§ **THE REQUEST**
Rewrite the part of the records below that opens with the line containing "Query: street lamp" and closes with the line containing "Give the mask of the street", changing every "street lamp" to "lamp post" and leaving all else unchanged.
○ ○ ○ ○
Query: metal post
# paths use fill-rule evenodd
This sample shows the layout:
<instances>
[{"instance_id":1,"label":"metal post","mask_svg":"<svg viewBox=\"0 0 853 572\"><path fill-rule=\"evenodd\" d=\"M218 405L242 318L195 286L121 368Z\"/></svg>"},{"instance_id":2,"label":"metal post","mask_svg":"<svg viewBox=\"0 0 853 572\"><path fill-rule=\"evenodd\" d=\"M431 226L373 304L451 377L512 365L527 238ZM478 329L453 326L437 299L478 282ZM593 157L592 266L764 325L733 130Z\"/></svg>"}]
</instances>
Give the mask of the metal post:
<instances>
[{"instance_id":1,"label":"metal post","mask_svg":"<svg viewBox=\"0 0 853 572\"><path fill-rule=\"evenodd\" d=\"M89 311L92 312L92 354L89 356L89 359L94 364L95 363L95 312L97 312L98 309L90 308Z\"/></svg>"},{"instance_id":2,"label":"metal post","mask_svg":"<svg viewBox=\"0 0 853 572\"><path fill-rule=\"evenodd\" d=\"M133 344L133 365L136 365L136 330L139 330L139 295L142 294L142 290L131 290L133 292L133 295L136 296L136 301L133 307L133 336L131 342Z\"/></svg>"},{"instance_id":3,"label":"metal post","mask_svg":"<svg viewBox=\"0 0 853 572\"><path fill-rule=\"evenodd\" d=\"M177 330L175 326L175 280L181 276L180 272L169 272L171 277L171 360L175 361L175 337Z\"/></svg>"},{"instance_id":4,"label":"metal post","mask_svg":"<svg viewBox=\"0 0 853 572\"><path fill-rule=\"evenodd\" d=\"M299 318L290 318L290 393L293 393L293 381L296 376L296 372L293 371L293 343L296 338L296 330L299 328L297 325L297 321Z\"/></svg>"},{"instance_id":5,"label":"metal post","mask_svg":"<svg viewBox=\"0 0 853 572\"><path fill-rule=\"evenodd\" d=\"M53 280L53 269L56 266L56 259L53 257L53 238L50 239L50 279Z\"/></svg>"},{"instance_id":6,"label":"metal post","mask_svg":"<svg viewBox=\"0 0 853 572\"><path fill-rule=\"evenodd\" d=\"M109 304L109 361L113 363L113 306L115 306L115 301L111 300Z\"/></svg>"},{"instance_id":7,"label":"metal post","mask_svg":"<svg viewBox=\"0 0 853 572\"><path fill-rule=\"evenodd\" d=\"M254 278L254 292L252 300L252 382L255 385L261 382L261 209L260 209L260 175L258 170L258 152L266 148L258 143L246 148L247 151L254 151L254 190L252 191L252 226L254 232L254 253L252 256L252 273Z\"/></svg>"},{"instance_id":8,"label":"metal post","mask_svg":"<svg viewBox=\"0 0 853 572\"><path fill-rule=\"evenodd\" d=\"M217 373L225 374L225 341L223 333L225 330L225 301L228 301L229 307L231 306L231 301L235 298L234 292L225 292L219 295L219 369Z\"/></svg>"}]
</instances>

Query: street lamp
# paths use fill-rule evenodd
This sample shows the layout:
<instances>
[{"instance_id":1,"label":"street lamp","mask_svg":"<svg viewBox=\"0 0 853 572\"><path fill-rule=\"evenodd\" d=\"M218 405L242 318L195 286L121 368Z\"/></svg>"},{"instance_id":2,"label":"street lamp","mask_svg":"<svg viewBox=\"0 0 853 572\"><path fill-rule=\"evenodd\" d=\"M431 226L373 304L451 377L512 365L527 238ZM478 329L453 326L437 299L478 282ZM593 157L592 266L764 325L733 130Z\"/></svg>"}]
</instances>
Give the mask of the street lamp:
○ ○ ○ ○
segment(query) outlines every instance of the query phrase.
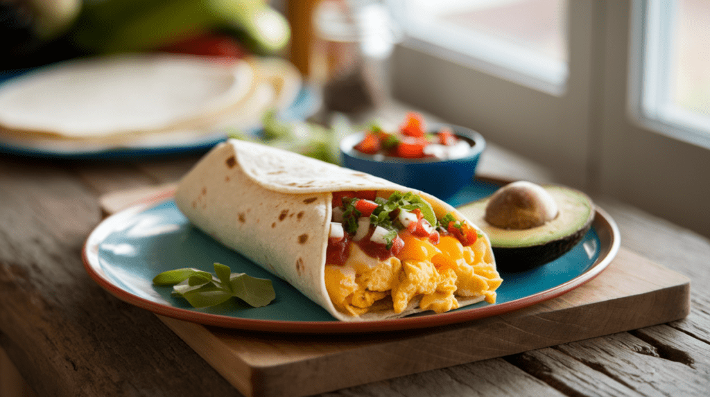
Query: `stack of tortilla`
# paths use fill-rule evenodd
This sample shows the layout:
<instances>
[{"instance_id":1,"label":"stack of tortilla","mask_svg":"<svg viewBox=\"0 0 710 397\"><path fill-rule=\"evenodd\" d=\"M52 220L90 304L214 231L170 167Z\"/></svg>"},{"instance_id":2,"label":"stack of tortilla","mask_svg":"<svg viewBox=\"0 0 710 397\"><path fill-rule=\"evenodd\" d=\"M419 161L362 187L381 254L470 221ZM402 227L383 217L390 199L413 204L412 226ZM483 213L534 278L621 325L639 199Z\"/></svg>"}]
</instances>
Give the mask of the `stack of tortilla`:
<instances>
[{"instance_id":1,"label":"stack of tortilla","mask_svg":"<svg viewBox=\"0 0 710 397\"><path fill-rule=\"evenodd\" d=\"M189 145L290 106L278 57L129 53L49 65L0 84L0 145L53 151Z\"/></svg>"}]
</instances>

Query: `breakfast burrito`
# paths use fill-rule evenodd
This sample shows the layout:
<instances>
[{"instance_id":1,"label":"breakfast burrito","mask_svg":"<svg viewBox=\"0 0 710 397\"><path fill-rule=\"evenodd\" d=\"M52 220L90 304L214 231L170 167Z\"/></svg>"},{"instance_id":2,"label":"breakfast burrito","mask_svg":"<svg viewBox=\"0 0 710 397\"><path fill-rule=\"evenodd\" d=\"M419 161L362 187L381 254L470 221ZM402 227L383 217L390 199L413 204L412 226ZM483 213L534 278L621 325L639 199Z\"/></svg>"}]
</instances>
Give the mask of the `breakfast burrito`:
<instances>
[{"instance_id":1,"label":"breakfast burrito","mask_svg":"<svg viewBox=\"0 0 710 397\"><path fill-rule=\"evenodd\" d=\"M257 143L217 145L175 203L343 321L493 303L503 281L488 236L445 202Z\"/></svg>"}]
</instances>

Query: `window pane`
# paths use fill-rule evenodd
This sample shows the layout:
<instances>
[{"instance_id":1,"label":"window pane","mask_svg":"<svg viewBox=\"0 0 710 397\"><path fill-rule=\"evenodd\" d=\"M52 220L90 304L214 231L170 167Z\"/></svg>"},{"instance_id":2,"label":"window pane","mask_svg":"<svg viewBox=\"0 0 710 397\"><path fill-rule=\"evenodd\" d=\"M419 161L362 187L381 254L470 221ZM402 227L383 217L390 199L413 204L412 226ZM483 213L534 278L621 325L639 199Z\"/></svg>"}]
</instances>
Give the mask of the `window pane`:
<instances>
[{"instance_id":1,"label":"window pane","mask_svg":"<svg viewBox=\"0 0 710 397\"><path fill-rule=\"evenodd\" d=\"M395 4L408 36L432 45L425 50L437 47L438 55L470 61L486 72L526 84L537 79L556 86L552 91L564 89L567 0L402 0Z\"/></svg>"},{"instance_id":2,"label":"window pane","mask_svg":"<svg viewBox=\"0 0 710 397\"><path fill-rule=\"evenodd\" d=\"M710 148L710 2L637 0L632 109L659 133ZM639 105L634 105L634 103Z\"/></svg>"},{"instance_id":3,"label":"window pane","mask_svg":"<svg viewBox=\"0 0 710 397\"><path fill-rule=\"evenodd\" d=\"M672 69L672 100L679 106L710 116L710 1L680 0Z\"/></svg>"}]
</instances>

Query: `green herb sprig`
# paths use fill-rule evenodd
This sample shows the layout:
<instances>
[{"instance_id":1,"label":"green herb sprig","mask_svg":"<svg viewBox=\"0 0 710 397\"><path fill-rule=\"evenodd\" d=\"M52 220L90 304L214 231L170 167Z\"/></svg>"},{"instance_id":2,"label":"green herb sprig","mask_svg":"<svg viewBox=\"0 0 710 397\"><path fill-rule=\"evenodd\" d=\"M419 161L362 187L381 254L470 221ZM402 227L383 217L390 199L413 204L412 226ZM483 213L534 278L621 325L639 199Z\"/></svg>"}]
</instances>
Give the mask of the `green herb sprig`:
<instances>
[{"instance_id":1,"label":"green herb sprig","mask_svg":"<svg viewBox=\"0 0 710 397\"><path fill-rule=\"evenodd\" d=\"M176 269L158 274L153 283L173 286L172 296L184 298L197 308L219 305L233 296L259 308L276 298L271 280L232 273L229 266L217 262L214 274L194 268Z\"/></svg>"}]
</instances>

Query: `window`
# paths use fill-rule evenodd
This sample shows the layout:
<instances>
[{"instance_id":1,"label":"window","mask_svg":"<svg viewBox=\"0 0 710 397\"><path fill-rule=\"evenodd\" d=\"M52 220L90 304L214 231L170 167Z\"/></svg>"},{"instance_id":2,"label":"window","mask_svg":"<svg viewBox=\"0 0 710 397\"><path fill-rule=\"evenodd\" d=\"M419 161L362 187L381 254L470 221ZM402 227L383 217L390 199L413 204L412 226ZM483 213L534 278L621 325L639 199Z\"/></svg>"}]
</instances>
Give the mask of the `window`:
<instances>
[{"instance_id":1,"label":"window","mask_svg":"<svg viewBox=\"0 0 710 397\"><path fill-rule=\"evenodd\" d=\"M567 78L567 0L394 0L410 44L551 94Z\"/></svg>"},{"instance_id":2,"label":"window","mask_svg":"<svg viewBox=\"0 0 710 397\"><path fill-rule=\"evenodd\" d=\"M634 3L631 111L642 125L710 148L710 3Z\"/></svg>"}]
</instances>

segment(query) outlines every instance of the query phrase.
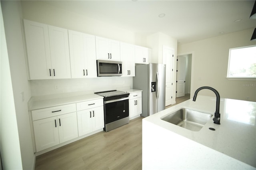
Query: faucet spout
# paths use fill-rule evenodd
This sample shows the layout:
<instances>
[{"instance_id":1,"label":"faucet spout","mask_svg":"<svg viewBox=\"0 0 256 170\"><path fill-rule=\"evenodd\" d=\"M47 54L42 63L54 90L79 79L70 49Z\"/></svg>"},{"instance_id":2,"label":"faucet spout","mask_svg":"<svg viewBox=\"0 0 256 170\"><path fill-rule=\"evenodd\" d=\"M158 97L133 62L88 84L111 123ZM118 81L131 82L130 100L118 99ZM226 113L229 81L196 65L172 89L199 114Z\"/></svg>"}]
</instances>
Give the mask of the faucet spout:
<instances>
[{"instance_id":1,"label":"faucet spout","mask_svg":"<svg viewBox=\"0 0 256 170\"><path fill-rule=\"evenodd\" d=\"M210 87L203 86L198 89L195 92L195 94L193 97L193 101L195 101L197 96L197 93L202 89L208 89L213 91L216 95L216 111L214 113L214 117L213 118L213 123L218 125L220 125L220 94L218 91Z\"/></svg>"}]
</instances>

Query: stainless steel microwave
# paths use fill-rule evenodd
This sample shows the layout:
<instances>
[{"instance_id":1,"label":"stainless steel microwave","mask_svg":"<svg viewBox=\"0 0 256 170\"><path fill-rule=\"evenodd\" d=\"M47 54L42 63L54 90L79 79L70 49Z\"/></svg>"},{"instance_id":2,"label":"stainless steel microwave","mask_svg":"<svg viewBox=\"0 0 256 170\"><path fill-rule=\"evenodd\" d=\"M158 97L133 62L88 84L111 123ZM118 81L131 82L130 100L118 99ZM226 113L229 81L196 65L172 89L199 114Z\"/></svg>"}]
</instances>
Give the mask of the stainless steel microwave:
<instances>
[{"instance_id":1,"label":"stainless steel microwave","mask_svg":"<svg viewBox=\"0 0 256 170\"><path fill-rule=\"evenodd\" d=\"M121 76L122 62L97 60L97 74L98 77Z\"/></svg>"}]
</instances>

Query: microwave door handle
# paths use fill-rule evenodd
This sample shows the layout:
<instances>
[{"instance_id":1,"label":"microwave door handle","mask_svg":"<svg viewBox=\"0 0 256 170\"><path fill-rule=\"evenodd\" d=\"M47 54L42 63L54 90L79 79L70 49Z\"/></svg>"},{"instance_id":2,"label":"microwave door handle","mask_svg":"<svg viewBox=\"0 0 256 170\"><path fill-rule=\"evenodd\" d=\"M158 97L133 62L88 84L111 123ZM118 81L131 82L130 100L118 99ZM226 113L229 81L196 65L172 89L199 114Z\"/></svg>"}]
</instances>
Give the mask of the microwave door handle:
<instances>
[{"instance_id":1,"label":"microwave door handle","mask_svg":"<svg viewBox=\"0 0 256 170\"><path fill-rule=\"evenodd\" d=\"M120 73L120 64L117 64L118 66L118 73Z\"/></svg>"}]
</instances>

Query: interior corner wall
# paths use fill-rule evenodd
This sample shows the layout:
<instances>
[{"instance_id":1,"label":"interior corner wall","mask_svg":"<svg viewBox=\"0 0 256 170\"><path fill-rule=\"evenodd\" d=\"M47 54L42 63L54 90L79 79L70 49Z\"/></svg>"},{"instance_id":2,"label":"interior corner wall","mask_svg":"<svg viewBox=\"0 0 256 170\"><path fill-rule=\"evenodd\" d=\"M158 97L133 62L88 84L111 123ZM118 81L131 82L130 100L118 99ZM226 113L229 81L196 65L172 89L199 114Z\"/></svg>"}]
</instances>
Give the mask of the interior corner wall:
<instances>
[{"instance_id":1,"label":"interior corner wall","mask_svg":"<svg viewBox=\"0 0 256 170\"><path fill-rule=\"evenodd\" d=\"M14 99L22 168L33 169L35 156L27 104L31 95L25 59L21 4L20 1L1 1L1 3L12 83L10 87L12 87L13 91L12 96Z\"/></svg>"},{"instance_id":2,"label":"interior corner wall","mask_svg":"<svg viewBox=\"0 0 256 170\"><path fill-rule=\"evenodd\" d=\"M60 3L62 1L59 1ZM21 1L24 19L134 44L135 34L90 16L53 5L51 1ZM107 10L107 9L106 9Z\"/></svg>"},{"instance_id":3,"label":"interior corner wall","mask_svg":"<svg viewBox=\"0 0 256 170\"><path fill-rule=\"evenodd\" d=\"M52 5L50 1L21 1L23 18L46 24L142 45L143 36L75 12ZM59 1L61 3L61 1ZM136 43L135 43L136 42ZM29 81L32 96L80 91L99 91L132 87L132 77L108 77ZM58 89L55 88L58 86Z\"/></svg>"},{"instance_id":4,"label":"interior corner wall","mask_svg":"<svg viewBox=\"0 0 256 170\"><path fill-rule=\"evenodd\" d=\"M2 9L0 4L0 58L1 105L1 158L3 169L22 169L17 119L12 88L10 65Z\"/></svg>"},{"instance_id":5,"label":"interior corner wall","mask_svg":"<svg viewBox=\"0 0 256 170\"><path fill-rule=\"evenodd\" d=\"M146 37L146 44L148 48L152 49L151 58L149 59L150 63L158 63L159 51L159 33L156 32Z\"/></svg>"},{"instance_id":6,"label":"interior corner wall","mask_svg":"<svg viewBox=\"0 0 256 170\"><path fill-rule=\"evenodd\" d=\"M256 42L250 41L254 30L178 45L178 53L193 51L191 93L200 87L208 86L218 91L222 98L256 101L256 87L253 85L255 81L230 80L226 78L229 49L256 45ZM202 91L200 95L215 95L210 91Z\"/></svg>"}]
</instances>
○ ○ ○ ○
§ **THE SOLUTION**
Query: lamp post
# paths use fill-rule evenodd
This sample shows the layout:
<instances>
[{"instance_id":1,"label":"lamp post","mask_svg":"<svg viewBox=\"0 0 853 572\"><path fill-rule=\"evenodd\" d=\"M218 405L242 318L195 286L121 368Z\"/></svg>"},{"instance_id":2,"label":"lamp post","mask_svg":"<svg viewBox=\"0 0 853 572\"><path fill-rule=\"evenodd\" d=\"M431 226L373 304L451 377L512 365L527 238ZM478 329L453 326L437 299L478 282ZM593 157L592 266L764 325L733 130Z\"/></svg>"}]
</instances>
Give the mask of the lamp post:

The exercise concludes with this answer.